Return the lines below that contain "goal".

[Dataset entries]
__________

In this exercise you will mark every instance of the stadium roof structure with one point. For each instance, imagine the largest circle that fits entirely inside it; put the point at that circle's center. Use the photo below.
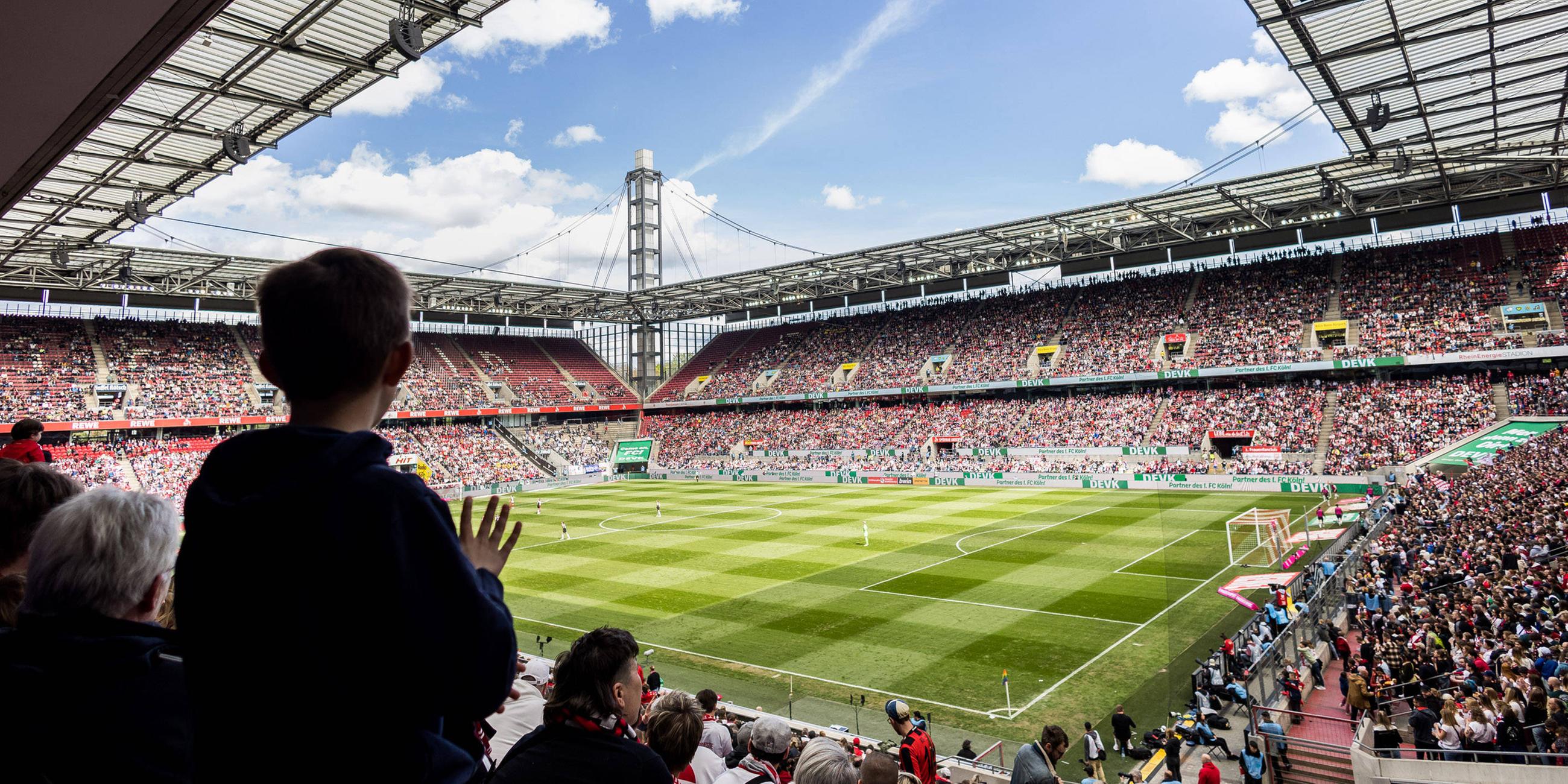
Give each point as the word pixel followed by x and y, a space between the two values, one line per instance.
pixel 272 80
pixel 1451 77
pixel 258 68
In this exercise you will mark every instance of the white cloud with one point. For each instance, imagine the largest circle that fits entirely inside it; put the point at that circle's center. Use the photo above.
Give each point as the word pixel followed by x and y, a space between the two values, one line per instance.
pixel 841 198
pixel 1256 96
pixel 1234 80
pixel 893 19
pixel 576 135
pixel 1241 124
pixel 416 82
pixel 1263 45
pixel 1133 163
pixel 665 11
pixel 537 27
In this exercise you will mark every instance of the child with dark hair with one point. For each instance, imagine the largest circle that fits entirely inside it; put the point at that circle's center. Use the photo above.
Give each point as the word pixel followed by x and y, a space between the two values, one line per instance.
pixel 24 443
pixel 323 579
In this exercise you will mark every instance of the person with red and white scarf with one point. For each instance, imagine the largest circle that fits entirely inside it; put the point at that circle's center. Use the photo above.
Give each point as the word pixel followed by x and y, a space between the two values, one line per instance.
pixel 587 736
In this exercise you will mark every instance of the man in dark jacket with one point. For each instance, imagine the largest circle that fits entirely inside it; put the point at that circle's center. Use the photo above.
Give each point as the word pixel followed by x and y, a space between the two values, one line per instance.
pixel 320 579
pixel 1421 723
pixel 93 689
pixel 587 736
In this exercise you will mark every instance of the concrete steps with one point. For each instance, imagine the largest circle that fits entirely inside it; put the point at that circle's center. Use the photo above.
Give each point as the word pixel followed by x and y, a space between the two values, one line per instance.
pixel 1326 430
pixel 131 474
pixel 1154 424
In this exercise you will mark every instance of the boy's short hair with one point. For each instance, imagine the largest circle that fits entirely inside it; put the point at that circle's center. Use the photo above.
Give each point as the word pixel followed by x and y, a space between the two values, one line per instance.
pixel 330 320
pixel 27 493
pixel 25 429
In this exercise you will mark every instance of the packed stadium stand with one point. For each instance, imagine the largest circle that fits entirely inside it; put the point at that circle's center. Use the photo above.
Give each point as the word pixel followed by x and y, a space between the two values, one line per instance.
pixel 1426 299
pixel 178 367
pixel 46 369
pixel 1393 422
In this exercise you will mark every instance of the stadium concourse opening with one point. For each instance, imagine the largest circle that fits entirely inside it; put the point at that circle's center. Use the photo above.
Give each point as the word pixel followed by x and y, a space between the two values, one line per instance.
pixel 1137 482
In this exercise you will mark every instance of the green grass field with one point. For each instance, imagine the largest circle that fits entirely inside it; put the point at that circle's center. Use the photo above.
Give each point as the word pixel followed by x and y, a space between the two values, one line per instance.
pixel 1084 596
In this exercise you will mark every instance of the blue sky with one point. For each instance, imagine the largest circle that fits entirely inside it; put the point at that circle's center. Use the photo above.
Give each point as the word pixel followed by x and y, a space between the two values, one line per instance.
pixel 827 124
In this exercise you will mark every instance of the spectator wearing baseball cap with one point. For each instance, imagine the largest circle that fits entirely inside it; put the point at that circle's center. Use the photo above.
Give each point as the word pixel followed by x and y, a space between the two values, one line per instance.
pixel 715 736
pixel 521 715
pixel 916 751
pixel 587 736
pixel 766 751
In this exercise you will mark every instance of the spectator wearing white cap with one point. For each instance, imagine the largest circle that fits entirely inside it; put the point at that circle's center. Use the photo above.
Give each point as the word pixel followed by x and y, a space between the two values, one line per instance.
pixel 767 748
pixel 518 717
pixel 715 736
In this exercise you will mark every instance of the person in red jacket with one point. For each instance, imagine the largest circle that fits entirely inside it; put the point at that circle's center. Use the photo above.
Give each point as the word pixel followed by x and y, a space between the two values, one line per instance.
pixel 24 443
pixel 1208 774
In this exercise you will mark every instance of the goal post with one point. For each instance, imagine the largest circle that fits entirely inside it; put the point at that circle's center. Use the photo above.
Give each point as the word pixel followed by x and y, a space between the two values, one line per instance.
pixel 1253 531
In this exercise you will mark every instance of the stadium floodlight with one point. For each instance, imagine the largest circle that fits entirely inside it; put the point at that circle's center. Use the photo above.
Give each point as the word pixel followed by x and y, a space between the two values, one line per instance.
pixel 236 147
pixel 137 207
pixel 1402 162
pixel 1379 113
pixel 405 35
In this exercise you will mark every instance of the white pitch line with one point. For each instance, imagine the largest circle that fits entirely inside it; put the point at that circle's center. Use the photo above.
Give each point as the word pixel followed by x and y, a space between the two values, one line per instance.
pixel 1001 607
pixel 1167 545
pixel 1164 578
pixel 1114 645
pixel 774 670
pixel 987 548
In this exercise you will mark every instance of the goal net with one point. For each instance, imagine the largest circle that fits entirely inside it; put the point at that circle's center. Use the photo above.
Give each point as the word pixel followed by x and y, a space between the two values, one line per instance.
pixel 1258 535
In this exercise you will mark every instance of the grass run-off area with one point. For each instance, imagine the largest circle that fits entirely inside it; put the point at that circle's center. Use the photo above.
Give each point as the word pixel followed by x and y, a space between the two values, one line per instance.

__________

▸ **Solution to this exercise**:
In this exercise you will mark every instance of the goal post with one point. For each instance, imagine the largest circle that fits entirely inside it; put the point at that circle's center. Use the photo above.
In this exercise you will mark every instance of the goal net with one point. For each instance, imagine the largest circle that fits entirely inside it; put the point at that circle's center. Use the photo above.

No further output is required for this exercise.